── Provided data ──
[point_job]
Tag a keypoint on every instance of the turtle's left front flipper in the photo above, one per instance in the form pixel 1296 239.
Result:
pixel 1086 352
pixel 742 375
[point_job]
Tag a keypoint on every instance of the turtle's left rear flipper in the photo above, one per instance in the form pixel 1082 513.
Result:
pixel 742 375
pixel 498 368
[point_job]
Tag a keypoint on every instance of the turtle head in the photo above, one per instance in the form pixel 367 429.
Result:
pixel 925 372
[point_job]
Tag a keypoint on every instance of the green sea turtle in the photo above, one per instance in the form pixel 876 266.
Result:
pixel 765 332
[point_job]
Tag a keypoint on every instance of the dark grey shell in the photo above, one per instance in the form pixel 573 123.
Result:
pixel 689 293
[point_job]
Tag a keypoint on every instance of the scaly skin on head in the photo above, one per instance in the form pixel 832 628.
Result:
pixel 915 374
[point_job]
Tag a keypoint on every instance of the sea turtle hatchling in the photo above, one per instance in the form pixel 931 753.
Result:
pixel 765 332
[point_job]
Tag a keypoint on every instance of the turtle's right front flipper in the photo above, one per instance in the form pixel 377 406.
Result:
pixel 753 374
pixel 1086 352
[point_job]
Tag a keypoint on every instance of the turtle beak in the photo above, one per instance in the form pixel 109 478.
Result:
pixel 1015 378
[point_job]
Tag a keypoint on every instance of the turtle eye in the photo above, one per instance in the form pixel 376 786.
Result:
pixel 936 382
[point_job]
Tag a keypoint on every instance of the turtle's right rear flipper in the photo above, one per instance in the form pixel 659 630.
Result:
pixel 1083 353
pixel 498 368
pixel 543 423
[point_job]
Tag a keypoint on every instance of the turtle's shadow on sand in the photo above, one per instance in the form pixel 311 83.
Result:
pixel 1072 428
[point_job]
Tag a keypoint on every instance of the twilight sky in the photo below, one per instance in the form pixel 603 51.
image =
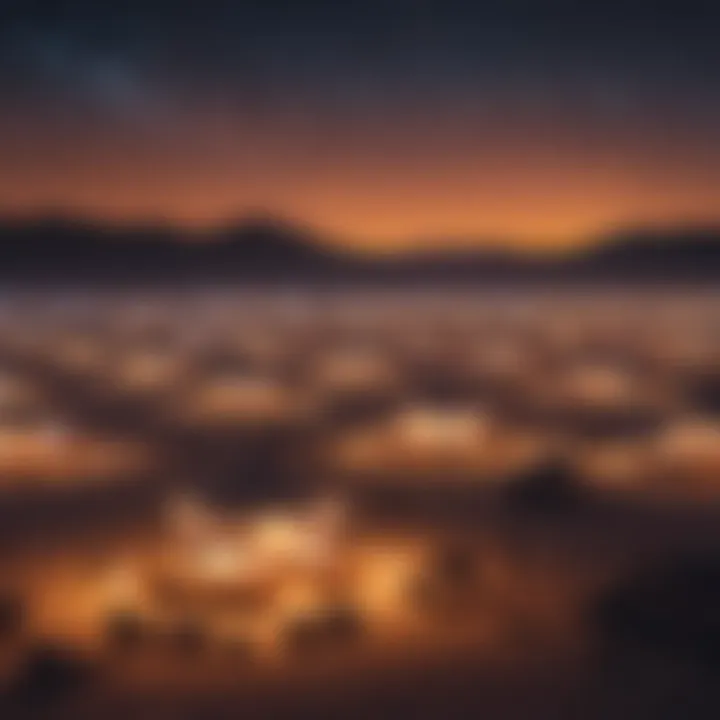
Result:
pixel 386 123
───
── Provided data ──
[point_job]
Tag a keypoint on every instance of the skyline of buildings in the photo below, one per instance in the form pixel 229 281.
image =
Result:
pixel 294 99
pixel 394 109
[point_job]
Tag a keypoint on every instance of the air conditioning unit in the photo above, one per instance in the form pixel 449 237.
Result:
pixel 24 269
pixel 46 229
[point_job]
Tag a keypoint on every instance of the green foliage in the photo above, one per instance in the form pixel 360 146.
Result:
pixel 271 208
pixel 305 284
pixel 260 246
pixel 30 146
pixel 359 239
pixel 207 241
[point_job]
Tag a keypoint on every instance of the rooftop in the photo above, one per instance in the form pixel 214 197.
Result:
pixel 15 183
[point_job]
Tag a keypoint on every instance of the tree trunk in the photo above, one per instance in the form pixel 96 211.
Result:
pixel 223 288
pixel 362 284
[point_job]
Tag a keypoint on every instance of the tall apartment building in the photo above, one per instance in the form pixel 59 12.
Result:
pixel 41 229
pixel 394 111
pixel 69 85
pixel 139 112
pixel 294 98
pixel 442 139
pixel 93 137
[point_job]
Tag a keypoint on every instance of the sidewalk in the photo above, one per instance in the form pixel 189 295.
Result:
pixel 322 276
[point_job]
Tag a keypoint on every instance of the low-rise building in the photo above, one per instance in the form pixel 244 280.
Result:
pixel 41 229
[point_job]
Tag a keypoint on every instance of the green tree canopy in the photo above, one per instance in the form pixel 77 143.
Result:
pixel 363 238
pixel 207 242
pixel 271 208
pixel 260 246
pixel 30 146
───
→ **What is being asked**:
Please tally how many lines of the material above contain the string "tree", treating case as significant. Reply with the number alone.

→ **Finished task**:
2